** EXERCISE **
Please repeat all of the listing exactly.

** DATA SHOWN **
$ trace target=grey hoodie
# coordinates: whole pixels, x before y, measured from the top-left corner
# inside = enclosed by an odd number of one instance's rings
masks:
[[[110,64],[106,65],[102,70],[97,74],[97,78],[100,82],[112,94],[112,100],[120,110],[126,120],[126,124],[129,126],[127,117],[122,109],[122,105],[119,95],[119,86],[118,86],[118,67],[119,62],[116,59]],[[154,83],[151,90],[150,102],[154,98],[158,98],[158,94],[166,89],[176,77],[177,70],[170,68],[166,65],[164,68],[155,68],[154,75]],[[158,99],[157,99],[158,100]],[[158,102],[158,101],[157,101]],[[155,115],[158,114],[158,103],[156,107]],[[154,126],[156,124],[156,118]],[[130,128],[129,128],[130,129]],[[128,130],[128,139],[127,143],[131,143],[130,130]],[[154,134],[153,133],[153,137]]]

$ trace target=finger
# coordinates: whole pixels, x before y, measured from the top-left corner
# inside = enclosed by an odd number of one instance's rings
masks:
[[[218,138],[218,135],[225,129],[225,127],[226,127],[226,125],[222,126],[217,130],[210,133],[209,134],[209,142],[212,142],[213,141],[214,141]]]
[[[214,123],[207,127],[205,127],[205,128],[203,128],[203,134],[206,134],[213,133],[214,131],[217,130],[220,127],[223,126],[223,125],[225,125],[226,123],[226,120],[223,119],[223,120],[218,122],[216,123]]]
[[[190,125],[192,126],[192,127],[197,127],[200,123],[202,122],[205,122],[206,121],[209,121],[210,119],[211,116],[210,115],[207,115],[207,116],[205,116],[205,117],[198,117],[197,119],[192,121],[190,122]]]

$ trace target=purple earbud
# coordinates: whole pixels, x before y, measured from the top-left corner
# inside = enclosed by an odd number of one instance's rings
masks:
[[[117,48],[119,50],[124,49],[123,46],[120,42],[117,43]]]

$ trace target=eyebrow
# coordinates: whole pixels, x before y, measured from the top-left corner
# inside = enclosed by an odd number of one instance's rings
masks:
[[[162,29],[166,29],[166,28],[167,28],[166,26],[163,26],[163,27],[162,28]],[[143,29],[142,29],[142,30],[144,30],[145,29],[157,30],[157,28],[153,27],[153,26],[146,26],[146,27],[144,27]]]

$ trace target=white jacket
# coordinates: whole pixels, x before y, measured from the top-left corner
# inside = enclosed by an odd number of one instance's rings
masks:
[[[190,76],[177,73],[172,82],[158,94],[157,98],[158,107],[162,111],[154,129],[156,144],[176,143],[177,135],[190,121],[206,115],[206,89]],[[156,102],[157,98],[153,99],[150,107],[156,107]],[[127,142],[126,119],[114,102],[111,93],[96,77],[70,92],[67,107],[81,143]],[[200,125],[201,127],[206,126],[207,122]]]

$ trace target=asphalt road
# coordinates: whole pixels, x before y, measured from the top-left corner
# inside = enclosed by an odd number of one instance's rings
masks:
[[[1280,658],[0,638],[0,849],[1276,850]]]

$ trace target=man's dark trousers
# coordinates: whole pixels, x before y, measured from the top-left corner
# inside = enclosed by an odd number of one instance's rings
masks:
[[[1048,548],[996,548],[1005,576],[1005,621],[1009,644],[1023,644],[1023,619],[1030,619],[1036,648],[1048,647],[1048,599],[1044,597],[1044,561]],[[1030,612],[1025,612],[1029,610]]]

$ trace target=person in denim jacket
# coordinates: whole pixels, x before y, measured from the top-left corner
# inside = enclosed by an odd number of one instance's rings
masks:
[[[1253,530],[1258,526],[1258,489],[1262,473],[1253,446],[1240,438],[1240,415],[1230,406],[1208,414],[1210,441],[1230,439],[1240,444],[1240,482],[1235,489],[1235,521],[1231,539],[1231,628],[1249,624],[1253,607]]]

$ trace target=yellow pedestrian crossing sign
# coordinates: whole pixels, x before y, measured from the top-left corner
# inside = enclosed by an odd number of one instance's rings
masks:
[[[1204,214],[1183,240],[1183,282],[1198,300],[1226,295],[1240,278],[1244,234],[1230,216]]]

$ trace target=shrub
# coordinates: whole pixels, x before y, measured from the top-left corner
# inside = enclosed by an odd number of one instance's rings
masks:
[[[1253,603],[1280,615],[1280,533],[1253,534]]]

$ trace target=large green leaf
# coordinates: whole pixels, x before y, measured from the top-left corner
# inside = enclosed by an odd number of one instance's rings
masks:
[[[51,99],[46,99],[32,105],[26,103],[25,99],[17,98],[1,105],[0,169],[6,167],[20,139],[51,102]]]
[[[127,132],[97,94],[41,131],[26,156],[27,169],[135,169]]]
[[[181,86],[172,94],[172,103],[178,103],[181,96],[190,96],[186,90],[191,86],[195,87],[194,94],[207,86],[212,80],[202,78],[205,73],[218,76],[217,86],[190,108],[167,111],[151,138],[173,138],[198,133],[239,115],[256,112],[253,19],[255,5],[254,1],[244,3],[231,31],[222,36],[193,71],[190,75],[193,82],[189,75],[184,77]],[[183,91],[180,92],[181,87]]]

** THE OUTPUT **
$ trace target=grey hoodie
# coordinates: whole pixels, x before y, measured from the top-left corner
# inside = enclosed by an odd number of one instance's rings
masks:
[[[110,64],[106,65],[102,70],[97,74],[97,78],[100,82],[112,94],[112,100],[120,110],[126,120],[126,124],[129,126],[127,117],[122,109],[122,105],[119,95],[119,86],[118,86],[118,67],[119,62],[116,59]],[[154,83],[151,90],[150,102],[154,98],[158,98],[158,94],[166,89],[176,77],[177,70],[170,68],[166,65],[164,68],[155,68],[154,75]],[[158,99],[157,99],[158,100]],[[158,102],[158,101],[157,101]],[[155,115],[158,114],[158,103],[156,107]],[[154,126],[156,124],[156,118]],[[130,128],[129,128],[130,129]],[[128,130],[128,139],[127,143],[131,143],[130,130]],[[154,134],[153,133],[153,137]]]

$ trace target=finger
# coordinates: whole pixels, x before y, measured from the top-left corner
# inside = enclosed by an odd number of one instance's rings
masks:
[[[218,138],[218,135],[225,129],[225,127],[226,127],[226,125],[222,126],[217,130],[210,133],[209,134],[209,142],[212,142],[213,141],[214,141]]]
[[[214,123],[207,127],[205,127],[205,128],[203,128],[203,134],[206,134],[213,133],[214,131],[217,130],[220,127],[223,126],[223,125],[225,125],[226,123],[226,120],[223,119],[223,120],[218,122],[216,123]]]
[[[190,125],[192,126],[192,127],[197,127],[200,123],[202,122],[205,122],[206,121],[209,121],[210,119],[211,116],[210,115],[207,115],[207,116],[205,116],[205,117],[198,117],[197,119],[192,121],[190,122]]]

$ trace target=purple earbud
# coordinates: whole pixels, x before y, measured from the top-left corner
# inside = enclosed by an odd number of one instance's rings
masks:
[[[117,48],[119,50],[124,49],[123,46],[120,42],[117,43]]]

$ trace target=eyebrow
# coordinates: whole pixels, x before y, measured from the top-left corner
# inside = enclosed by an odd number of one instance's rings
masks:
[[[162,29],[166,29],[166,28],[167,28],[166,26],[163,26],[163,27],[162,28]],[[143,29],[142,29],[142,30],[144,30],[145,29],[157,30],[157,28],[153,27],[153,26],[146,26],[146,27],[144,27]]]

$ trace target=white jacket
# coordinates: whole pixels, x before y, measured from the top-left corner
# inside = enclosed by an odd number of one instance's rings
masks:
[[[190,76],[177,73],[172,82],[158,94],[157,98],[158,107],[162,111],[154,129],[156,144],[176,143],[177,135],[190,121],[206,115],[206,89]],[[156,102],[157,98],[153,99],[150,107],[156,107]],[[127,142],[126,119],[114,102],[111,93],[96,77],[70,92],[67,107],[81,143]],[[200,125],[201,127],[206,126],[207,122]]]

$ trace target=asphalt road
# coordinates: whole pixels, x before y, measured from the top-left corner
# inside = enclosed by an odd number of one instance's rings
masks:
[[[1280,658],[0,638],[0,849],[1276,850]]]

$ trace target=man's dark trousers
# coordinates: whole pixels, x before y, measured from the top-left corner
# inside = enclosed by an odd number of one instance's rings
masks:
[[[1048,548],[996,548],[1005,576],[1005,621],[1009,644],[1023,644],[1023,619],[1030,619],[1036,648],[1048,647],[1048,599],[1044,597],[1044,561]],[[1030,612],[1025,612],[1029,610]]]

$ trace target=person in denim jacket
# coordinates: whole pixels, x before y, measured from the top-left corner
# inside = enclosed by an odd number of one instance's rings
masks:
[[[1253,530],[1258,526],[1258,489],[1262,473],[1253,446],[1240,438],[1240,415],[1230,406],[1208,414],[1210,441],[1230,439],[1240,444],[1240,482],[1235,489],[1235,521],[1231,539],[1231,628],[1249,624],[1253,607]]]

$ trace target=yellow pedestrian crossing sign
# coordinates: whole pixels, x before y, measured from the top-left corner
# inside = enclosed by an odd number of one instance's rings
masks:
[[[1204,214],[1183,240],[1183,282],[1198,300],[1226,295],[1240,278],[1244,234],[1230,216]]]

$ trace target=shrub
# coordinates: whole pixels, x before y, measured from the top-left corner
# inside = enclosed by an odd number of one instance's rings
masks:
[[[1253,603],[1280,615],[1280,533],[1253,534]]]

$ trace target=large green leaf
# coordinates: whole pixels, x before y, measured from the top-left corner
# inside = enclosed by an odd number of one instance's rings
masks:
[[[51,99],[46,99],[32,105],[26,103],[25,99],[17,98],[1,105],[0,169],[6,167],[20,139],[51,102]]]
[[[127,132],[97,94],[41,131],[26,156],[27,169],[135,169]]]
[[[181,86],[172,94],[172,103],[178,103],[181,96],[190,96],[186,90],[191,86],[195,87],[194,94],[207,86],[212,80],[202,78],[205,73],[218,76],[217,86],[190,108],[167,111],[151,138],[173,138],[198,133],[239,115],[256,112],[253,19],[255,5],[254,1],[244,3],[231,31],[222,36],[193,71],[190,75],[193,82],[189,75],[184,77]],[[183,91],[180,92],[181,87]]]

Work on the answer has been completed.